*TASK REQUIREMENTS*
Please restate the following data with every "boulder" changed to "rock" and all other text left as it is. Omit the pictures from your answer.

=== MATERIAL ===

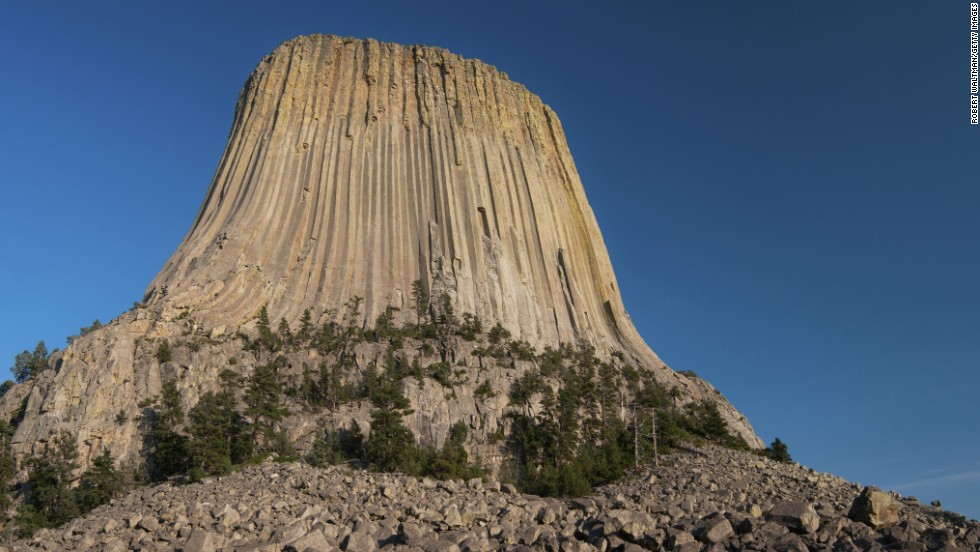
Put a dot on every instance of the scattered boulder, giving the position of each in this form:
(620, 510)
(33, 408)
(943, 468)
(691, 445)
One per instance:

===

*THE ANSWER*
Put a dot on every instance of the scattered rock, giving the position of each in this form:
(620, 510)
(33, 408)
(943, 468)
(691, 445)
One per instance:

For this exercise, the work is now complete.